Selected excerpt.
And then to bring back to reality at the very end. Even though it feels like the parent is being lost, we have to remember that there are a lot of parents out there doing good work. We’ll put a link into A Guide to Decarbonization that American journalist Ezra Klein put out recently. There’s so many people doing so many interesting, positive, very smart things regarding decarbonization in the real sense, not the personal carbon footprint. But in societal change. A whole structural societal change. So we don’t want to lose those people. It does them a disservice. Our imagination makes us think that there are no adults and parents out there. But that’s not true. We know that we are adults ourselves and also there are very gifted people working in the UK and the US so we want to just shout out to them as well.

Thank you so much Ro. It’s been really a pleasure to chat with you.

Randall: May I say one last word which is just that I think when we think about grief, we have to remember that there is a place, the other side of it. And I think that’s what you were talking about here. Is the place. The other side of grief. You never forget the person you lost. Your life is forever changed, but there’s a place on the other side where life has meaning. And where life is worth living. And that’s where we want people to get to. Through connection and love.

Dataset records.
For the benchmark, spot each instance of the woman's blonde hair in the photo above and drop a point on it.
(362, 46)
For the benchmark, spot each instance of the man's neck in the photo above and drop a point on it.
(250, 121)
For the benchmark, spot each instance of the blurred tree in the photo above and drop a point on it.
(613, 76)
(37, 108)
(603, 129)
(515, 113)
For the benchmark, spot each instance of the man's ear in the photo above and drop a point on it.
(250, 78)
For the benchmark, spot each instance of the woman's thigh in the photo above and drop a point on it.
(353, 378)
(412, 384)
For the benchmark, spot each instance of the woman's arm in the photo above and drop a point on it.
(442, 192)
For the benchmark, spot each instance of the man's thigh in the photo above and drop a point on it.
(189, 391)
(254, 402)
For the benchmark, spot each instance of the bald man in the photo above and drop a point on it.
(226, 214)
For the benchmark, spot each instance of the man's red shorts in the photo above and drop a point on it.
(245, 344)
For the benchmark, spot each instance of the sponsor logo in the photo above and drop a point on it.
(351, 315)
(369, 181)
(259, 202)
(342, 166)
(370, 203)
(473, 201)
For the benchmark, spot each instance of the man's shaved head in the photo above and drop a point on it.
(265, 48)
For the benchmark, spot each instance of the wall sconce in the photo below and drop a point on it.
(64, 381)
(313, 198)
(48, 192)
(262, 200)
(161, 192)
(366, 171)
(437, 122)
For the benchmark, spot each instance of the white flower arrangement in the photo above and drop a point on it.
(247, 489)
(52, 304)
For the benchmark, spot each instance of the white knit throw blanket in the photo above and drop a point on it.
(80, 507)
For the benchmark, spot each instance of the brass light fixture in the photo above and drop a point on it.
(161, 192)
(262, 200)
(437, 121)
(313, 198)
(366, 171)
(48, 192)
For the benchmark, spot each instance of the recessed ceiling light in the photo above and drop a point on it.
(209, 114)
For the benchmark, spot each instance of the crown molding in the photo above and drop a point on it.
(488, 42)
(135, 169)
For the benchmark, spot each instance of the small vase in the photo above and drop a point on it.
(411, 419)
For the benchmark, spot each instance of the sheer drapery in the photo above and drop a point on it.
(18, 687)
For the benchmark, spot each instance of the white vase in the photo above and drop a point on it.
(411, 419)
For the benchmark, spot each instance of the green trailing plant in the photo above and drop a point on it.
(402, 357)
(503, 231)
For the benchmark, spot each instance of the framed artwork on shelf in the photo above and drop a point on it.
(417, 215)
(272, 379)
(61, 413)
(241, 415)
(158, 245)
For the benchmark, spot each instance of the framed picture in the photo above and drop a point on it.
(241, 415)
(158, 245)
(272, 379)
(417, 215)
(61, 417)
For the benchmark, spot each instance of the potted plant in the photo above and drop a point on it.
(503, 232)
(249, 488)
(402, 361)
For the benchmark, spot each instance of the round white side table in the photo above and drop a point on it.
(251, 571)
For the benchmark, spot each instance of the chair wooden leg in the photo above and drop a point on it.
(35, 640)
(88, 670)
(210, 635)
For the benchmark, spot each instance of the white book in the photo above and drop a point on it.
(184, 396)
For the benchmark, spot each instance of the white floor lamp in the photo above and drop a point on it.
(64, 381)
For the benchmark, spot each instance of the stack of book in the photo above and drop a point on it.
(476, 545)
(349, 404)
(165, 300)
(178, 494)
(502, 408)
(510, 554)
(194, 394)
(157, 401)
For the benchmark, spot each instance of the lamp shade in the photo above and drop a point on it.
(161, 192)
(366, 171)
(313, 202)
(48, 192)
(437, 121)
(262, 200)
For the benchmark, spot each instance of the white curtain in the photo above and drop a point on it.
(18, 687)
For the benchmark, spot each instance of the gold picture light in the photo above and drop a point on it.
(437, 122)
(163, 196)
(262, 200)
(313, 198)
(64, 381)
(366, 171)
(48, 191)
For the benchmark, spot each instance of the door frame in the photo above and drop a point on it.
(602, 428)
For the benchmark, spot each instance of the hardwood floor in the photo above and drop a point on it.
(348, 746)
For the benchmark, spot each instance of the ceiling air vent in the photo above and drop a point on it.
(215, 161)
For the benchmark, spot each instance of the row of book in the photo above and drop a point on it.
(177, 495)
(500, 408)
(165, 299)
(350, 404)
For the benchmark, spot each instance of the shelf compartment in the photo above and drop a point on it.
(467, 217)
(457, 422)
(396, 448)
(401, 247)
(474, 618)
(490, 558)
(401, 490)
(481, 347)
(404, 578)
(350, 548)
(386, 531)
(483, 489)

Tasks.
1. Quote the excerpt on grief and decarbonization from "Thank you so" up to and including "connection and love.".
2. Extend the excerpt on grief and decarbonization, starting right after its final sentence.
The listing comes from a separate source.

Responses by item number.
1.
Thank you so much Ro. It’s been really a pleasure to chat with you.

Randall: May I say one last word which is just that I think when we think about grief, we have to remember that there is a place, the other side of it. And I think that’s what you were talking about here. Is the place. The other side of grief. You never forget the person you lost. Your life is forever changed, but there’s a place on the other side where life has meaning. And where life is worth living. And that’s where we want people to get to. Through connection and love.

2.
Pihkala: Exactly. Relearning the world.

Doherty: Yeah. Relearning the world. The other side of grief. Our loss and our reconnecting with life and so we’re playing on that knife edge today here with this episode. But thanks again. Ro, what are you going to do with the rest of your evening?

Randall: I’m going to make food. And I’m going to chat with my husband. And I’m going to chill.

Doherty: Very good.

Pihkala: Sounds excellent. My sons will finish their choir rehearsal quite soon. Luckily they still like to do that. They sometimes are tired of going to practice, but they still like the thing. So I’m going to take them home from the center of the town amidst the darkening evening in Helsinki. But warm thanks especially to you, Ro. And to Thomas and all the listeners. Do take care.

Doherty: Yes. And I need to get my day started here. After this great start and do work on all the things we’ve talked about today. I’m going to be focusing on including checking in with my therapy group. My therapists out there in the world so we’ll definitely talk about my insights today with the therapists and spread this love around. Alright you all take care.

Randall: Thank you very much for having me on your show. It’s been a pleasure.

Doherty: The Climate Change and Happiness Podcast is a self-funded, volunteer effort. Please support us so we can keep bringing you messages of coping and thriving. See the donate page at climatechangeandhappiness.com.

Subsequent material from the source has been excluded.